[出典文書]:
結論 本件審判の請求は、成り立たない。 
理由 第1 手続の経緯
本願は,2005年2月9日(パリ条約による優先権主張2004年9月2日,米国)を国際出願日とする出願であって,平成22年10月26日付けで拒絶査定がなされ,これに対し,平成23年3月2日に拒絶査定に対する審判請求がなされ,同時に手続補正がなされたものである。
平成23年11月8日付けで,審判請求人に前置報告書の内容を示し意見を求めるための審尋を行ったが,回答書は提出されなかった。

第2 平成23年3月2日付けの手続補正についての補正の却下の決定
[補正の却下の決定の結論]
平成23年3月2日付けの手続補正を却下する。
[理由]
1 補正の内容,補正後の本願発明
平成23年3月2日付けの手続補正(以下,「本件補正」という。)は,特許請求の範囲の請求項1について,次のとおりに補正しようとする補正を含む。
補正前(平成22年9月10日付け手続補正書を参照)
「【請求項1】
成形プラスチックから成る平面構造玩具であって,
複数の構造素子ピースを含み,
各構造素子ピースは,第一平面を定め,第二端部に延びる第一端部を有し,それによって,軸を定め,前記第一端部は,スロットを有し,
該スロットは,前記軸の一部に沿って,前記第一端部から前記第二端部に向かって所定距離だけ延び,
前記スロットは,前記第一端部に隣接する外端部と,内端部とを有し,
前記スロットは,前記外端部に隣接して前記スロット内に一対の対向する外部圧痕を有し,前記スロットは,更に,前記内端部に隣接して前記スロット内に一対の対向する内部圧痕を有し,該内部圧痕及び前記外部圧痕は,他の構造素子ピースと連結するために構成され,
各構造素子ピースは,底部側と反対側の頂部側を有し,前記スロットは,前記頂部側から前記底部側に配置され,
各構造素子ピースは,更に,前記軸に沿って前記頂部側から前記底部側に各構造素子ピース内に配置される一対の開口を含み,
該開口は,中心ポストによって所定距離だけ離間し,前記中心ポストは,他の構造素子ピースの前記スロット内に受容され且つ前記内部圧痕内に保持されるように構成され且つ寸法取られる,
平面構造玩具。」を,

補正後
「【請求項1】
成形プラスチックから成る平面構造玩具であって,
複数の構造素子ピースを含み,
各構造素子ピースは,第一平面を定め,第二端部に延びる第一端部を有し,それによって,軸を定め,前記第一端部は,スロットを有し,
該スロットは,前記軸の一部に沿って,前記第一端部から前記第二端部に向かって所定距離だけ延び,
前記スロットは,前記第一端部に隣接する外端部と,内端部とを有し,
前記スロットは,前記外端部に隣接して前記スロット内に一対の対向する外部圧痕を有し,前記スロットは,更に,前記内端部に隣接して前記スロット内に一対の対向する内部圧痕を有し,該内部圧痕及び前記外部圧痕は,他の構造素子ピースと連結するために構成され,
各構造素子ピースは,底部側と反対側の頂部側を有し,前記スロットは,前記頂部側から前記底部側に配置され,
各構造素子ピースは,更に,前記軸に沿って前記頂部側から前記底部側に各構造素子ピース内に配置される一対の開口を含み,
該開口は,中心ポストによって所定距離だけ離間し,
一方の構造素子ピースの前記中心ポストは,前記一方の構造素子ピースが他方の構造素子ピースに対して前記中央ポストについて旋回可能であるよう,前記他方の構造素子ピースの前記スロット内に受容され且つ前記内部圧痕内に保持されるように構成され且つ寸法取られる,
平面構造玩具。」

[データ抜粋]:
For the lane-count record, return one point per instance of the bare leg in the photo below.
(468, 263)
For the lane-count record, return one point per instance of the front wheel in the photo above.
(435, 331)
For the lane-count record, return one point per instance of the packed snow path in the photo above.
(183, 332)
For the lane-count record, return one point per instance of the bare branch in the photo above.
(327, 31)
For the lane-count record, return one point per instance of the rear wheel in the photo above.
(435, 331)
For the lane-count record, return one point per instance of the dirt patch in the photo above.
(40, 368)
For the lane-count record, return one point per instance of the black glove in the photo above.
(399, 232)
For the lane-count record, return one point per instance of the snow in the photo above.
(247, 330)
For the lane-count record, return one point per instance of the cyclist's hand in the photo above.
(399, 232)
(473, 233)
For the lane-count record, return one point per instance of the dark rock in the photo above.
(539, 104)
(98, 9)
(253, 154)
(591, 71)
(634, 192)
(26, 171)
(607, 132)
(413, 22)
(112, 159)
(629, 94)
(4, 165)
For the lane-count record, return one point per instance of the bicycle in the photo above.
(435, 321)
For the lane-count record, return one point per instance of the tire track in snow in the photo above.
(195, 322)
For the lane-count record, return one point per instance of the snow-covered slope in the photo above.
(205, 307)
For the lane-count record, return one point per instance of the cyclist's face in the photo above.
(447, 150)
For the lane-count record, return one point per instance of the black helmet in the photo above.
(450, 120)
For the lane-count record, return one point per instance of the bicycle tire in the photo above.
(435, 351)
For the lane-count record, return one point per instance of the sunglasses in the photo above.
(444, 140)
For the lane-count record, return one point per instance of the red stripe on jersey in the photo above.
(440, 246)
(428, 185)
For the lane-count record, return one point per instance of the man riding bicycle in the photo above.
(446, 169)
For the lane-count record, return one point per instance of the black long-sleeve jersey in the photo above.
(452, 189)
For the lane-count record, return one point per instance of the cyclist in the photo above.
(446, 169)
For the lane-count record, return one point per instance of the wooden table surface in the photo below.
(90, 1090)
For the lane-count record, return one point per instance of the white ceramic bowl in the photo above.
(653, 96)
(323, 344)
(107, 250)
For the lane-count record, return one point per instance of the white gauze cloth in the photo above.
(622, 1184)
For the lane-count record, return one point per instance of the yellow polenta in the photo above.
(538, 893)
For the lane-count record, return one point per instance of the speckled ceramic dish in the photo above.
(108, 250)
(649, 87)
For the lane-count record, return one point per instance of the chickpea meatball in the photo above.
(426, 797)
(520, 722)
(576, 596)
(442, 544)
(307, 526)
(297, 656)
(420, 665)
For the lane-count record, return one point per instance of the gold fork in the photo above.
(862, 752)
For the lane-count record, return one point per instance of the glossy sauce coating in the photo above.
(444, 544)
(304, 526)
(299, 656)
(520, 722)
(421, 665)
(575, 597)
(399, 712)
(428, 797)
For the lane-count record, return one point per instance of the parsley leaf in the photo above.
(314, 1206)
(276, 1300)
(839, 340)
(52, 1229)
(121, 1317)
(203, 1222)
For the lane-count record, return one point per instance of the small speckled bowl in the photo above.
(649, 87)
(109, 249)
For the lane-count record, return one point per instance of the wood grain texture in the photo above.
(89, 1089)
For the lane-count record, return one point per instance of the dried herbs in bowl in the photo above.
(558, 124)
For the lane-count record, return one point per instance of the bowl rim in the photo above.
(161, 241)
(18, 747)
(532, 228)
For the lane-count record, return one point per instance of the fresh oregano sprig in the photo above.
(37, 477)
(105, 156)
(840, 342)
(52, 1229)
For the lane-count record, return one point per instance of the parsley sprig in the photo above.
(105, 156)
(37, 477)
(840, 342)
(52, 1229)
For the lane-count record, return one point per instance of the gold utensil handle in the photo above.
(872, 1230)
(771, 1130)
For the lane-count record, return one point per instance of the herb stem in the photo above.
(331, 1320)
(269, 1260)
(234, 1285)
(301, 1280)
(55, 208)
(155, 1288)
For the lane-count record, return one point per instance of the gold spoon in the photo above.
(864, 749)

[作業内容]:
**a.** 出典文書の、「平成23年11月8日付けで,審判請求人に」を含む語句から始まり「補正しようとする補正を含む。」で終わる部分を書き直してください。その際、「回答書」を「意見書」に変えてください。
**b.** 出典文書に基づき、次の問いに答えてください。
(i) 本願の国際出願日はいつか。
(ii) 審判請求人に前置報告書の内容を示す審尋は、何年何月何日付けで行われたか。
(iii) 補正前の請求項1が参照先として示す手続補正書は、何年何月何日付けのものか。

[解答]:
**a.**
平成23年11月8日付けで,審判請求人に前置報告書の内容を示し意見を求めるための審尋を行ったが,意見書は提出されなかった。

第2 平成23年3月2日付けの手続補正についての補正の却下の決定
[補正の却下の決定の結論]
平成23年3月2日付けの手続補正を却下する。
[理由]
1 補正の内容,補正後の本願発明
平成23年3月2日付けの手続補正(以下,「本件補正」という。)は,特許請求の範囲の請求項1について,次のとおりに補正しようとする補正を含む。

**b.**
(i) 2005年2月9日
(ii) 平成23年11月8日付け
(iii) 平成22年9月10日付け